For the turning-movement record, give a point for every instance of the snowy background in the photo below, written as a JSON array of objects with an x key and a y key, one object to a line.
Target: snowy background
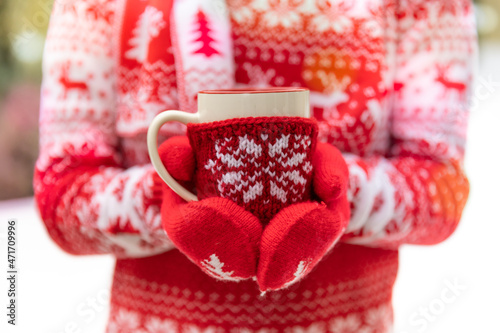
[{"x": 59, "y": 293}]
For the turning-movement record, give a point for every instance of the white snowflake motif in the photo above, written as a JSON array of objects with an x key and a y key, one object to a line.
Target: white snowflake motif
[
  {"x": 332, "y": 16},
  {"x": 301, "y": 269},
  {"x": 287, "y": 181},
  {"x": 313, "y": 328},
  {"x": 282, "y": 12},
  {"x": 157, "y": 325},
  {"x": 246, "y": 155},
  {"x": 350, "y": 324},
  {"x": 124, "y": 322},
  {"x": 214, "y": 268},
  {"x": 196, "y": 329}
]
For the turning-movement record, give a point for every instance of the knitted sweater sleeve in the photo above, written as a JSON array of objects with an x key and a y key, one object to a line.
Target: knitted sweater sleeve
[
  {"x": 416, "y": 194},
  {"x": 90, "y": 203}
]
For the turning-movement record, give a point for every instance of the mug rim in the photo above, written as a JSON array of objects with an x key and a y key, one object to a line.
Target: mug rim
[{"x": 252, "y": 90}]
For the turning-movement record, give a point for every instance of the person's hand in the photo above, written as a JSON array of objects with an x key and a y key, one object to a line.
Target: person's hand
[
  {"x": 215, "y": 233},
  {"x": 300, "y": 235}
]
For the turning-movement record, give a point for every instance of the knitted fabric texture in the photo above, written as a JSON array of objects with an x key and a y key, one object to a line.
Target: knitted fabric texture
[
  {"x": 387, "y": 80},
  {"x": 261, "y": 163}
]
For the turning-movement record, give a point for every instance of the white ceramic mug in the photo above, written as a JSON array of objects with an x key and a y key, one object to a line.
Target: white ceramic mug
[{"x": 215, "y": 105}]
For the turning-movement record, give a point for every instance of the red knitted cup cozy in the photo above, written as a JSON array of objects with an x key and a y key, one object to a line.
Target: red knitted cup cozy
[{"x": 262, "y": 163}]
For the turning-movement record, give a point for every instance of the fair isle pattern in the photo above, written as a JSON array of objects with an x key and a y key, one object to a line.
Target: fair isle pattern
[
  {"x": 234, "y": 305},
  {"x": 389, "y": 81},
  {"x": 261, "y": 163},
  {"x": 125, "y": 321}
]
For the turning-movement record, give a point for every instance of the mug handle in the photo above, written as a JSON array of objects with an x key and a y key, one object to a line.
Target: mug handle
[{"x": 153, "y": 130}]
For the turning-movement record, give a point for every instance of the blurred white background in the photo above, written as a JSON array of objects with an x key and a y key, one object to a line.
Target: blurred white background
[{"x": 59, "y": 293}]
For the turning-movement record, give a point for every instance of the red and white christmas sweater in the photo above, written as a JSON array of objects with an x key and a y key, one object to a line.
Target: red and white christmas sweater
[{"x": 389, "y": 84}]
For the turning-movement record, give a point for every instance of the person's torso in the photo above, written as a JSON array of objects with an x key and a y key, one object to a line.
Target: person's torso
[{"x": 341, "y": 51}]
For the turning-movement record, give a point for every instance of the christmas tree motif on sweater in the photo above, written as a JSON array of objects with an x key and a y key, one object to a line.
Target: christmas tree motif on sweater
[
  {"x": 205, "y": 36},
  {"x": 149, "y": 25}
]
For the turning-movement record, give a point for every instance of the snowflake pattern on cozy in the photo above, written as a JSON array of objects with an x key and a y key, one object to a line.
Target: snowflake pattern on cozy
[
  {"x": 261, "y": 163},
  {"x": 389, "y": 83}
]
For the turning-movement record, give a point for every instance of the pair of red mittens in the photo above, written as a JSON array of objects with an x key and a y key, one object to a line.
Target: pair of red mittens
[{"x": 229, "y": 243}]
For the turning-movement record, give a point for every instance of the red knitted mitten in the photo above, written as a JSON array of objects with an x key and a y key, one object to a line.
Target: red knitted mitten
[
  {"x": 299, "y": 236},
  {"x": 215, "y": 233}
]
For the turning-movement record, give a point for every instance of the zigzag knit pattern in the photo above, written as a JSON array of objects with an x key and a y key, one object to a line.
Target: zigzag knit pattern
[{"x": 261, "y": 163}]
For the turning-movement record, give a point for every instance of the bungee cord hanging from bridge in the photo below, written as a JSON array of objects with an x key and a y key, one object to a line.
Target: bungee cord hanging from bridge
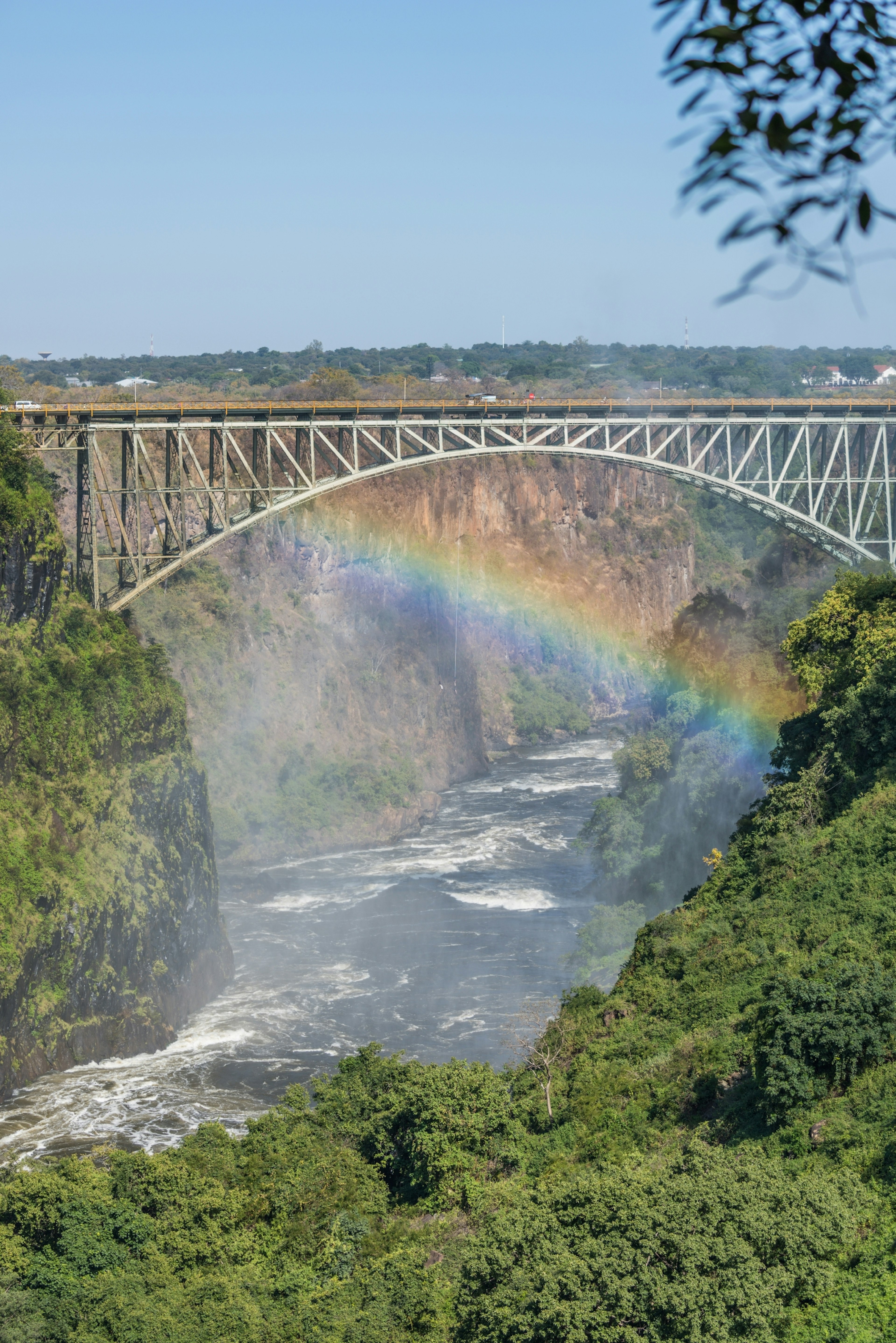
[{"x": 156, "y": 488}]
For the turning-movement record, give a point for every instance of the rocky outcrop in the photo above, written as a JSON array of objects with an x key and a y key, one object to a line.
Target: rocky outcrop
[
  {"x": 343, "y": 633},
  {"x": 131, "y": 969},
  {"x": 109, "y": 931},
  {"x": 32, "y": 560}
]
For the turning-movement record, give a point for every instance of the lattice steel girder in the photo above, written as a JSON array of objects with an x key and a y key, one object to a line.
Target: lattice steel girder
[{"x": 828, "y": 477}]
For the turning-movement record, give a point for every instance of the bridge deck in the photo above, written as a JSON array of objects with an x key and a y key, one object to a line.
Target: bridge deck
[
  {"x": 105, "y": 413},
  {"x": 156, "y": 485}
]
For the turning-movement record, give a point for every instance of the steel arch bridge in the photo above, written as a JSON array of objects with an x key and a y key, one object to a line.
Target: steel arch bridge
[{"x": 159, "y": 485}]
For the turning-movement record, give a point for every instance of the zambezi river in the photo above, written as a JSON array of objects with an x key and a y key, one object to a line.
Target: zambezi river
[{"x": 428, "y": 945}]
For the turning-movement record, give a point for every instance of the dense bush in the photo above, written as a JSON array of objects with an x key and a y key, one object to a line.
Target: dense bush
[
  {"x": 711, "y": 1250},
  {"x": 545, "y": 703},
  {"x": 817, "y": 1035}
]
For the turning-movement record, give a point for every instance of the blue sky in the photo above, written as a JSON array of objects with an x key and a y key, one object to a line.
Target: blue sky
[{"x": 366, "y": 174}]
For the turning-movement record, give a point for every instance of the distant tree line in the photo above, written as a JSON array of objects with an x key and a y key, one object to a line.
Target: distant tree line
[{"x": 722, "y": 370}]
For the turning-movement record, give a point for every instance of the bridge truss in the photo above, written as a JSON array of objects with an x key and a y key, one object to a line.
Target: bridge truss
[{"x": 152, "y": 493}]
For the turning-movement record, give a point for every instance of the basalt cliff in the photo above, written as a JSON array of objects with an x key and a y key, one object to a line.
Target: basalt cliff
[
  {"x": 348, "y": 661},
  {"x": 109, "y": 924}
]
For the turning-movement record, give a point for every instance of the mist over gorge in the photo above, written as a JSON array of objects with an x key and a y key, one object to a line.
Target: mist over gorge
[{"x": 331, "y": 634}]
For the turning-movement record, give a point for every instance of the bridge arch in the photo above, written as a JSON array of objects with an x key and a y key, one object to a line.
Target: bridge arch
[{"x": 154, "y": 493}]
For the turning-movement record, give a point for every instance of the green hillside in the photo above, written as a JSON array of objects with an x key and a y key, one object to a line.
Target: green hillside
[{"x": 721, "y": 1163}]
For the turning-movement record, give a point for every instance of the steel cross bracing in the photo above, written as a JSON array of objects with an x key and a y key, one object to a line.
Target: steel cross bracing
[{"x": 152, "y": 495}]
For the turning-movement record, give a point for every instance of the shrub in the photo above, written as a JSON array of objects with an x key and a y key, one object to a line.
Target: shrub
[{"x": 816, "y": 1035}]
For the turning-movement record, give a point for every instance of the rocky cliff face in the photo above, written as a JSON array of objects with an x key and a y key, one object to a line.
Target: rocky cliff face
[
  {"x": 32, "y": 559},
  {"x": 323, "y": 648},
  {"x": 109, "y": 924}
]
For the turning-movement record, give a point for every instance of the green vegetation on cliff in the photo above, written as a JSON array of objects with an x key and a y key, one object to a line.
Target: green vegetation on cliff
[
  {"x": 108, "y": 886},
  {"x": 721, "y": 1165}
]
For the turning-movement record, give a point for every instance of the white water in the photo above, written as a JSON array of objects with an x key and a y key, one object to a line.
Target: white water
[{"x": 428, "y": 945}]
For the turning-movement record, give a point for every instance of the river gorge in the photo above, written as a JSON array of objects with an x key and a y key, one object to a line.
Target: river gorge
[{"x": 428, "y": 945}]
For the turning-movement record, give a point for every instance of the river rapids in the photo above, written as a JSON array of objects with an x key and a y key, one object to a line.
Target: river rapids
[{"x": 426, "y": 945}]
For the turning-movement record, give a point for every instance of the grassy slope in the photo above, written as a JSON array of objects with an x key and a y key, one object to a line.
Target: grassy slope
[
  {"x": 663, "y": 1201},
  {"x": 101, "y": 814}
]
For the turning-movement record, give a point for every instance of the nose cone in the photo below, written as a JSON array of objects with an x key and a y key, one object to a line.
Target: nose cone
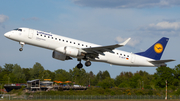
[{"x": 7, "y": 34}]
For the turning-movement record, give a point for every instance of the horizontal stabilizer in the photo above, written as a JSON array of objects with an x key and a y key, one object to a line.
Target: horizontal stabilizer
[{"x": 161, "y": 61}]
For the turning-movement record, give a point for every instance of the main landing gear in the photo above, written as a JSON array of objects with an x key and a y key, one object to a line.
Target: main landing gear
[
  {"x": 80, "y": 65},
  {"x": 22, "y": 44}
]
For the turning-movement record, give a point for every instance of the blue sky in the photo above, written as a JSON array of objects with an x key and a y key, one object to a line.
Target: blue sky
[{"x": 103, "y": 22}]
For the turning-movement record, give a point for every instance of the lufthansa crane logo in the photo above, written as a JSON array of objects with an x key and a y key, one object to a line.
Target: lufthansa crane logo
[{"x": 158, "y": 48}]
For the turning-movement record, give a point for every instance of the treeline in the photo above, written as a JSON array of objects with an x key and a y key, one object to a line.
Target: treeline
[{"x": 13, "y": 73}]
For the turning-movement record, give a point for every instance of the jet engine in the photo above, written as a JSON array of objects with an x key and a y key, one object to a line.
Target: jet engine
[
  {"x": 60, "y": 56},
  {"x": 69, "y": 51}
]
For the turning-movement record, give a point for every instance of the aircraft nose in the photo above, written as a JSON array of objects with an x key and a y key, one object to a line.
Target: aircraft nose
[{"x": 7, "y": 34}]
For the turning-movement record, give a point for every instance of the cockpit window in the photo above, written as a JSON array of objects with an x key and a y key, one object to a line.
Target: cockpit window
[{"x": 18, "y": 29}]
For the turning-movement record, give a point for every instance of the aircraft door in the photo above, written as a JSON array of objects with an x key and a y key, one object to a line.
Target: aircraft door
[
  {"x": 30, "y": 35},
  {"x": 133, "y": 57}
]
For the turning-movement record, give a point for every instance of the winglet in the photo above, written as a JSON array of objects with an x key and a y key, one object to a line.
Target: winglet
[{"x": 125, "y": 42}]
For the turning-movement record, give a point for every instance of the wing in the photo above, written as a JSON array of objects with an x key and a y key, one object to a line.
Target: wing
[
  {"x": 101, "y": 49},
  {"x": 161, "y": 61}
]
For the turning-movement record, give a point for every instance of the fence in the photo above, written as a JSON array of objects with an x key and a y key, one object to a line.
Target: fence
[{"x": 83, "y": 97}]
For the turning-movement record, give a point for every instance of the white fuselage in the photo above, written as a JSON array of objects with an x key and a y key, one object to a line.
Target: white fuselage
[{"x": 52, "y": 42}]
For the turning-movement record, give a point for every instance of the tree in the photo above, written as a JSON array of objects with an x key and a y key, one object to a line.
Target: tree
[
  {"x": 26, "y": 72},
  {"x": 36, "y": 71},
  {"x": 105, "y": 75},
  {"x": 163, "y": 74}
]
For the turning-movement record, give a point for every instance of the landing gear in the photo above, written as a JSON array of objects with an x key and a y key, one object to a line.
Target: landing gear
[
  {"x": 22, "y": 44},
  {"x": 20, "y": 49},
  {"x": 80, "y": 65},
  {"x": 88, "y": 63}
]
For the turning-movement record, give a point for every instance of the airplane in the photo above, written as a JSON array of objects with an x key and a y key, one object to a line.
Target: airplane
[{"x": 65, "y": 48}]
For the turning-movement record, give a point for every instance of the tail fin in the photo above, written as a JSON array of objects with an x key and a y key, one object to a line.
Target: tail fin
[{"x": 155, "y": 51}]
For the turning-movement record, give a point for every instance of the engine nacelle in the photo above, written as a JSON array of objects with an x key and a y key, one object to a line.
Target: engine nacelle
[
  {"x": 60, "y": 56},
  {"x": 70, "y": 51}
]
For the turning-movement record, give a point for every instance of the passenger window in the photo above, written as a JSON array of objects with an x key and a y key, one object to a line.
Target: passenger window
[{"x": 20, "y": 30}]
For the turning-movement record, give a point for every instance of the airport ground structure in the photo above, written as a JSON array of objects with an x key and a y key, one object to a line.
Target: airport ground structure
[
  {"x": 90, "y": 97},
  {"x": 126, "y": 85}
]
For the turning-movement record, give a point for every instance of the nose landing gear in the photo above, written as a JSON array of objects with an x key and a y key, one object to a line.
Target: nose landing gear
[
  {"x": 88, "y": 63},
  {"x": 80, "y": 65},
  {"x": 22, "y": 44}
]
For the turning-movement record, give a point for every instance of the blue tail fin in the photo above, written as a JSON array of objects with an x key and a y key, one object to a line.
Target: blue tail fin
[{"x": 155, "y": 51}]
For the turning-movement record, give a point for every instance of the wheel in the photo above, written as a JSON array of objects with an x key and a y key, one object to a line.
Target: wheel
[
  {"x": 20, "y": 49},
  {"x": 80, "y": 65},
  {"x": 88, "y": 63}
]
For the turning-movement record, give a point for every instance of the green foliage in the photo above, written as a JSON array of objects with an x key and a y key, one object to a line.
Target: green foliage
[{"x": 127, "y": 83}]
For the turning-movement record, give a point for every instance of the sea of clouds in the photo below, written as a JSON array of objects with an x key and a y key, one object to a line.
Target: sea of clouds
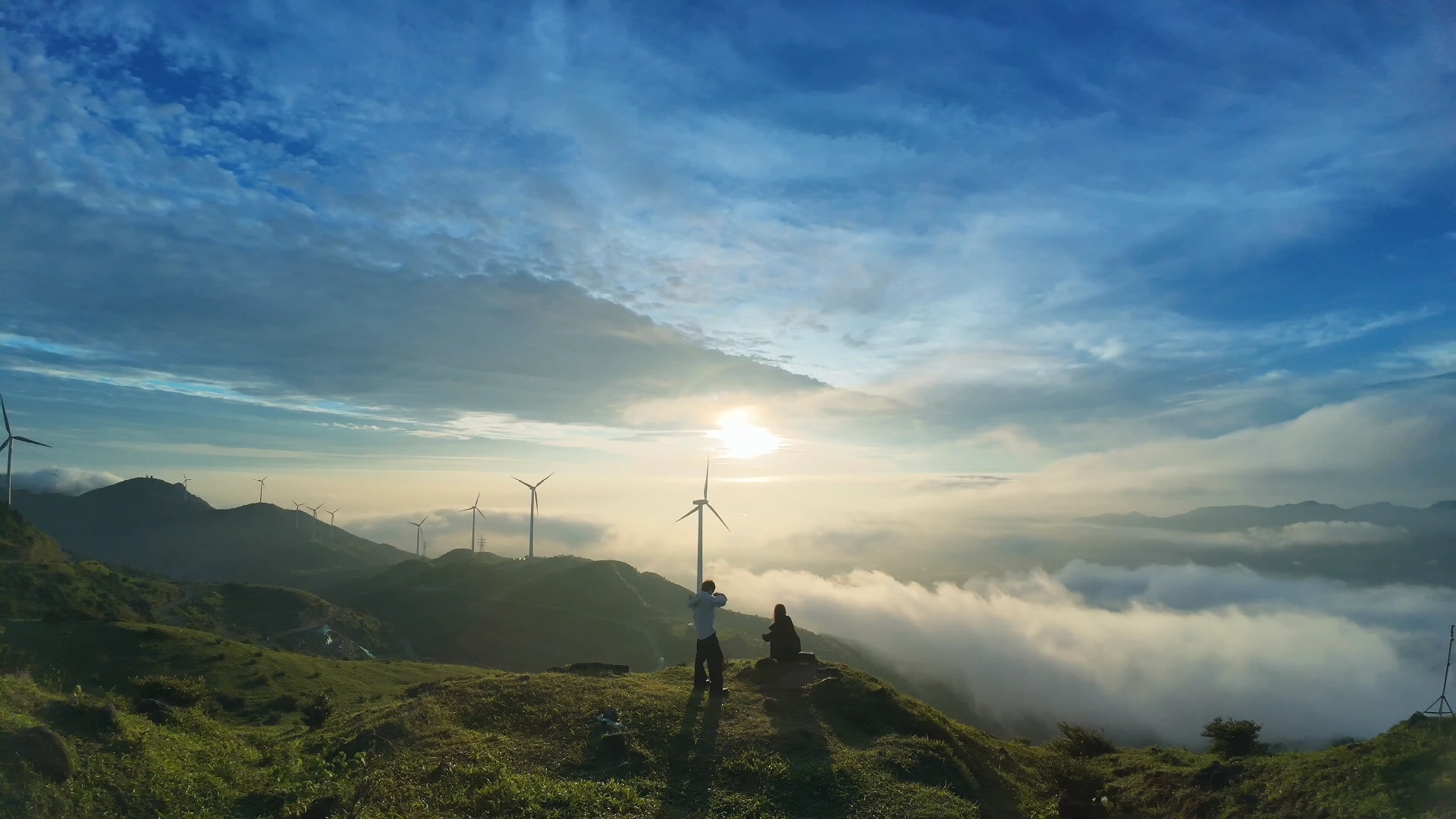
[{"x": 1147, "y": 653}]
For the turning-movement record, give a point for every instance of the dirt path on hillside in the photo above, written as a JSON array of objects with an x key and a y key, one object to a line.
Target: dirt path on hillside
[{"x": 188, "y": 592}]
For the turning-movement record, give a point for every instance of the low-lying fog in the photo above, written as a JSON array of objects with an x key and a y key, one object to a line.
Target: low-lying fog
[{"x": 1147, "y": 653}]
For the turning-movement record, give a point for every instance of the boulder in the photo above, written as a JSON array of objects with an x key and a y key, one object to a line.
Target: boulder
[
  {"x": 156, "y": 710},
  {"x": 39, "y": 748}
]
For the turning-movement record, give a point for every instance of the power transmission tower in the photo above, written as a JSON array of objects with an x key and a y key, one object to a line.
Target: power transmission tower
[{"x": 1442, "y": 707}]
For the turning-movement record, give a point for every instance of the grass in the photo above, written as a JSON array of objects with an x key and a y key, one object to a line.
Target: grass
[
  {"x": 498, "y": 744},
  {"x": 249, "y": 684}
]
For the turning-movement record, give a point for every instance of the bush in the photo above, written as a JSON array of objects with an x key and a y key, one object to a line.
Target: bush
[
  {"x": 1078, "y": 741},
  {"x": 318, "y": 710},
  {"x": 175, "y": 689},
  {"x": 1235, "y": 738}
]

########

Send back exactly the lines from the line with "of the power" through the end of the records.

WRITTEN REPLY:
For the turning-movement record, give a point for every instance of the power transmission tower in the photo above, written as a JSON array of objects with an x key and a y key, one object to a line.
Target: power transmission tower
[{"x": 1442, "y": 707}]
For the turning-movement record, give a point for every instance of the grass in the photo above, written as a JSON array of objects with an x key and a y key, one object to a line.
Target: grass
[
  {"x": 498, "y": 744},
  {"x": 249, "y": 684}
]
For the turning-movement record, give a point for every instance of the bush in the photo above, written as a JSON array of objects with an x key and a y key, one object to a line.
Target: bush
[
  {"x": 1078, "y": 741},
  {"x": 318, "y": 710},
  {"x": 175, "y": 689},
  {"x": 1235, "y": 738}
]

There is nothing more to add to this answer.